• _What is being asked_
Convert the stretch of the listing below, from the line containing "Short-answer question: In the image above, the background" through the end of the listing, into a Markdown table with the columns Entry and Content. Number each line in sequence and omit blank lines.
--- START Supplied material ---
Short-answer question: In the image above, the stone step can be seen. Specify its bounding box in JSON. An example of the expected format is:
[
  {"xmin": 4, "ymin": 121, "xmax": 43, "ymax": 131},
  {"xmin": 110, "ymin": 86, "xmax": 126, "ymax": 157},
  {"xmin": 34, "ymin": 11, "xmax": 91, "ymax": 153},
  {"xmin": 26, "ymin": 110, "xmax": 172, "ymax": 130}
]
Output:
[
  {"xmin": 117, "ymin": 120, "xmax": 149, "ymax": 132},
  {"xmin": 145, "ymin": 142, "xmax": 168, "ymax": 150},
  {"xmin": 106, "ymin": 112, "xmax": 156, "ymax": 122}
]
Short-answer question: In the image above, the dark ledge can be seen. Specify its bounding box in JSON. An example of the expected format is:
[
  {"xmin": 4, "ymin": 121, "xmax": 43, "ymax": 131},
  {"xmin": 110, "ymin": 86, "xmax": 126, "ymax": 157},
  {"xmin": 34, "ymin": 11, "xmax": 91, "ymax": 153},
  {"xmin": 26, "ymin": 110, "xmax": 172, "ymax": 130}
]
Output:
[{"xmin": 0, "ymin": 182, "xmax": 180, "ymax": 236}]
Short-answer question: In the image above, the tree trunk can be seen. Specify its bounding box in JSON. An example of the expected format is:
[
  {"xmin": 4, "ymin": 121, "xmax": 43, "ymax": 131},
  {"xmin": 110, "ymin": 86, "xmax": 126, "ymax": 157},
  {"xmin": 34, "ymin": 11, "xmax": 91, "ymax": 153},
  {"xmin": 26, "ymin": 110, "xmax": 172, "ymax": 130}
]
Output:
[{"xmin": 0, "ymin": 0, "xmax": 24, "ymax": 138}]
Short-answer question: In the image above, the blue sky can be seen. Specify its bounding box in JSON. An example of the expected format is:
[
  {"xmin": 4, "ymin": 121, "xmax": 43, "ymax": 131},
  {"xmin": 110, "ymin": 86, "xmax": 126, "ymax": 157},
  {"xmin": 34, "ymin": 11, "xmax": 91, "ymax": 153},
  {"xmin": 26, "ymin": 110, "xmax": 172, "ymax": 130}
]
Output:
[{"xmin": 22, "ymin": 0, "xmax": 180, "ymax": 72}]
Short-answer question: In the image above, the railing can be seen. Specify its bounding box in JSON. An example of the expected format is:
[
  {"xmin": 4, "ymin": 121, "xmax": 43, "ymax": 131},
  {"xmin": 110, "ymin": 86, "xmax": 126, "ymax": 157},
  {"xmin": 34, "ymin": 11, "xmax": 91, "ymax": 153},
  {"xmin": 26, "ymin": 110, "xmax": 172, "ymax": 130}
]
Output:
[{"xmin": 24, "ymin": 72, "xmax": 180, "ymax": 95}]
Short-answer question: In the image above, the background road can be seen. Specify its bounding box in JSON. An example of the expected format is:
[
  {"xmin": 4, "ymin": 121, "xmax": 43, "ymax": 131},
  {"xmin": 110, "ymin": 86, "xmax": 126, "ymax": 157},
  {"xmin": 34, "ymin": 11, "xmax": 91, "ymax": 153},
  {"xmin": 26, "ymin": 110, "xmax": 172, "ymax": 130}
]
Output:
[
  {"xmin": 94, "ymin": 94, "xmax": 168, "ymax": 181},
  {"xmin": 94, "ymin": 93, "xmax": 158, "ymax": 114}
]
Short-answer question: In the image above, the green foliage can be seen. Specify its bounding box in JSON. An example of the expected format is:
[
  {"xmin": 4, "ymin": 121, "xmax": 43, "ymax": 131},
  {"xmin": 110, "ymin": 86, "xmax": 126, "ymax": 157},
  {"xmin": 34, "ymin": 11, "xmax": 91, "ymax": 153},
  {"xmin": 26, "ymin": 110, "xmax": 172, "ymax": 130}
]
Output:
--- END Supplied material ---
• _Reply to the exercise_
| Entry | Content |
|---|---|
| 1 | Short-answer question: In the image above, the background road can be seen. Specify its bounding box in JSON. An example of the expected format is: |
| 2 | [ |
| 3 |   {"xmin": 4, "ymin": 121, "xmax": 43, "ymax": 131}, |
| 4 |   {"xmin": 110, "ymin": 86, "xmax": 126, "ymax": 157}, |
| 5 |   {"xmin": 34, "ymin": 11, "xmax": 91, "ymax": 153}, |
| 6 |   {"xmin": 26, "ymin": 110, "xmax": 172, "ymax": 130} |
| 7 | ] |
| 8 | Output: |
| 9 | [ |
| 10 |   {"xmin": 94, "ymin": 94, "xmax": 168, "ymax": 181}, |
| 11 |   {"xmin": 94, "ymin": 93, "xmax": 158, "ymax": 114} |
| 12 | ] |
| 13 | Short-answer question: In the image above, the green foliage can be seen. Specify its bounding box in JSON. An example of the expected format is: |
| 14 | [ |
| 15 |   {"xmin": 4, "ymin": 121, "xmax": 43, "ymax": 131}, |
| 16 |   {"xmin": 110, "ymin": 86, "xmax": 126, "ymax": 157}, |
| 17 |   {"xmin": 34, "ymin": 11, "xmax": 91, "ymax": 153}, |
| 18 |   {"xmin": 26, "ymin": 110, "xmax": 172, "ymax": 130} |
| 19 | ] |
| 20 | Output: |